>> start TASK INPUT
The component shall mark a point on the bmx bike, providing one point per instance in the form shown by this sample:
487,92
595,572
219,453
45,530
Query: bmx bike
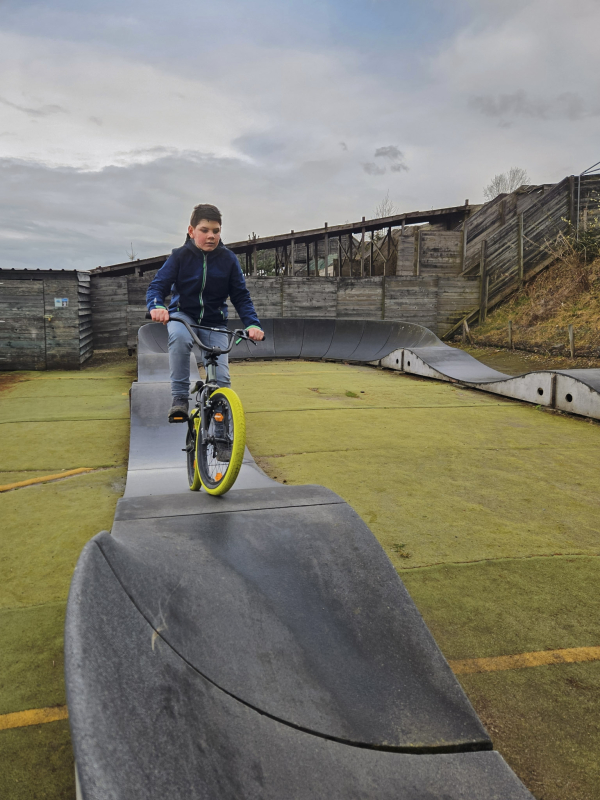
216,435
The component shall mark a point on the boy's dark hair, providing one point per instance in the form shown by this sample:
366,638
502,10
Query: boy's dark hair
205,211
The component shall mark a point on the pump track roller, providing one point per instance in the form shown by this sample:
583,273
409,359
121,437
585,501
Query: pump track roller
260,644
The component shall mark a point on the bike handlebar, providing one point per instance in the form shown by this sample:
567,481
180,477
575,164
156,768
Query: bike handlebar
238,333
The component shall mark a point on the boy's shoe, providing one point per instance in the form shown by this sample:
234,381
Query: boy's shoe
179,410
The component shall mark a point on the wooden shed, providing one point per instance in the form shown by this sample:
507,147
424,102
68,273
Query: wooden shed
45,319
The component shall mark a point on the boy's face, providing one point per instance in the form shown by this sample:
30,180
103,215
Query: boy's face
206,234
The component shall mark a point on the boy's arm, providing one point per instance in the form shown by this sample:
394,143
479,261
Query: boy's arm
240,297
159,288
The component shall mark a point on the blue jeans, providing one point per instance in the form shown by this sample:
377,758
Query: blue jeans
180,347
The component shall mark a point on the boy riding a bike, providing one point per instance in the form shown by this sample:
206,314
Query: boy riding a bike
200,276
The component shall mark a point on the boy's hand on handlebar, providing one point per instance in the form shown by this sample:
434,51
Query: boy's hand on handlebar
160,315
256,334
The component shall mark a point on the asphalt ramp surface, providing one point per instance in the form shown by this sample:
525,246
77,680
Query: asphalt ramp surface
256,645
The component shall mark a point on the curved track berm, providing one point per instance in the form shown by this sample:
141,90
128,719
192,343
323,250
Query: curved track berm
256,645
411,348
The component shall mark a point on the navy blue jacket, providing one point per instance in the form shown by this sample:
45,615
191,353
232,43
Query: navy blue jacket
200,283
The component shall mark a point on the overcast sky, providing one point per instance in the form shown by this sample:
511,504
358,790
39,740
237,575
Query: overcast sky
116,119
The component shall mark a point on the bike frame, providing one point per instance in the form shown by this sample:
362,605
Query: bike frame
212,354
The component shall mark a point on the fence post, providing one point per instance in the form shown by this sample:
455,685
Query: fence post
483,277
362,251
417,251
520,247
292,256
572,341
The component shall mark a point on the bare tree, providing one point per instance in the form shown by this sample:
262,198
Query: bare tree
506,182
386,208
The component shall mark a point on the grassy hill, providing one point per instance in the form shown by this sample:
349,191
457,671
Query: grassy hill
567,293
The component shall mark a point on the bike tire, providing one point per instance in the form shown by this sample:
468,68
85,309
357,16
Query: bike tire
192,461
218,477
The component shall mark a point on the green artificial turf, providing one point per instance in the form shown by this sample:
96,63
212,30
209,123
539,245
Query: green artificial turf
37,763
48,447
31,657
439,474
546,723
490,511
45,528
50,422
497,608
473,497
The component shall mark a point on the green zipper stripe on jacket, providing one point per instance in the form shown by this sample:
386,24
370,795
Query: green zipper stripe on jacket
201,290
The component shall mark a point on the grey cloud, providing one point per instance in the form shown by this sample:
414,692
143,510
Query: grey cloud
373,169
67,218
395,155
263,146
391,152
568,105
42,111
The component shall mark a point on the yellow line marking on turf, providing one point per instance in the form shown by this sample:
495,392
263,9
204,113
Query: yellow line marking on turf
35,716
66,474
569,655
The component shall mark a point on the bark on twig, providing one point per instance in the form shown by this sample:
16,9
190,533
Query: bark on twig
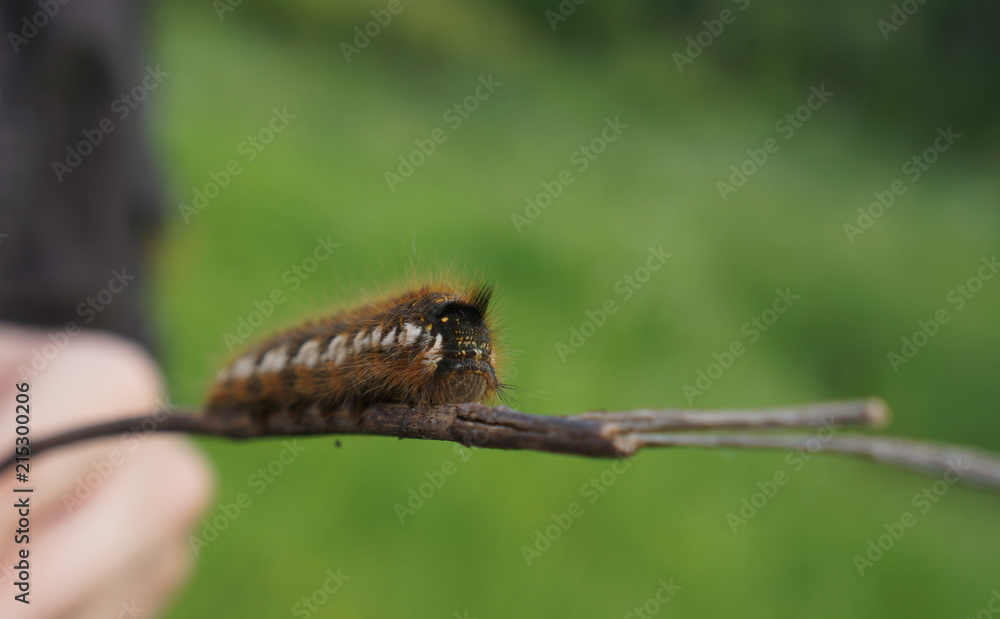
594,434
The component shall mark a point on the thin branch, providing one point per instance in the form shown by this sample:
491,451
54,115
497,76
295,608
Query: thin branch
594,434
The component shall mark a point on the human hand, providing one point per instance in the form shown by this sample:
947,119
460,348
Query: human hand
120,551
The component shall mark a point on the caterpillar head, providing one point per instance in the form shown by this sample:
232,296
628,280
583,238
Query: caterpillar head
455,352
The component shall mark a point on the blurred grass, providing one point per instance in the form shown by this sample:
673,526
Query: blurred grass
665,517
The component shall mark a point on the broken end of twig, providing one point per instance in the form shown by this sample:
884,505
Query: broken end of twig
877,413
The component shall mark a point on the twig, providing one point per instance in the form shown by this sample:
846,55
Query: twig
595,434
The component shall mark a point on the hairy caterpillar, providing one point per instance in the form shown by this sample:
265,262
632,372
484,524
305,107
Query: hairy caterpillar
430,345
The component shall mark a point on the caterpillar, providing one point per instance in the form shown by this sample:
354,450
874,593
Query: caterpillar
430,345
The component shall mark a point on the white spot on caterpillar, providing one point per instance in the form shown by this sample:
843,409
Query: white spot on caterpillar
274,360
243,367
336,351
360,341
412,333
308,354
433,354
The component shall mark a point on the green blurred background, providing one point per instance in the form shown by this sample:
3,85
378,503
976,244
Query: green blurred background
655,185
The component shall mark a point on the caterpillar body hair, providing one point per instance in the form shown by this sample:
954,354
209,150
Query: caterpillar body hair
430,345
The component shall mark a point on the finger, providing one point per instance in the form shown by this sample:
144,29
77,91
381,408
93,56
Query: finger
144,587
156,497
94,377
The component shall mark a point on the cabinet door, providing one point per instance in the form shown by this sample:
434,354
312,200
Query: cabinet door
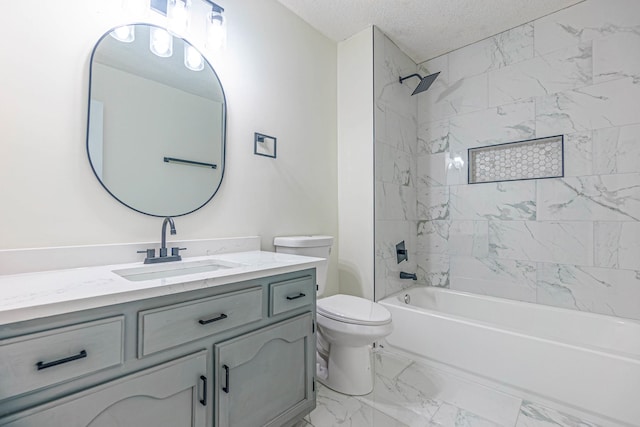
>> end TASK INPUT
### WHAT IS BEING ASKED
Can you rewrite the stretch from the line containing "The component shall mark a point on the caterpillar, providing" through the end of the records above, requests included, shifting every answer coordinate by adding 9 to each of its numbers? Leave the pictures out.

### TASK ANSWER
The component shall mark a point on the caterpillar, providing one point per instance in the form shown by this sample:
354,450
874,593
Query: caterpillar
439,354
The component shall mark a point on the white spot on caterpillar, providing one point per instance in the form shown by this sample:
843,409
Query: white spot on caterpillar
283,369
252,376
345,360
369,350
421,342
317,363
442,363
The component shall mark a point on the green blurred background, providing one point per instance in the form shown by this sample:
3,85
378,503
976,244
Query: green blurred background
664,194
The component shall mark a point on the caterpillar body hair, providing one point per instance in the form shown by this sample:
954,354
209,150
Query: caterpillar body hair
439,354
The component shall mark a point on the finger, providing one point per instance in the form shown by this sample:
144,29
77,91
381,408
93,56
Query: finger
153,596
165,506
103,386
The component shall mark a point on the cabinet door, providing one point per instance in the form shown by this sample:
434,354
312,200
Query: cabinet door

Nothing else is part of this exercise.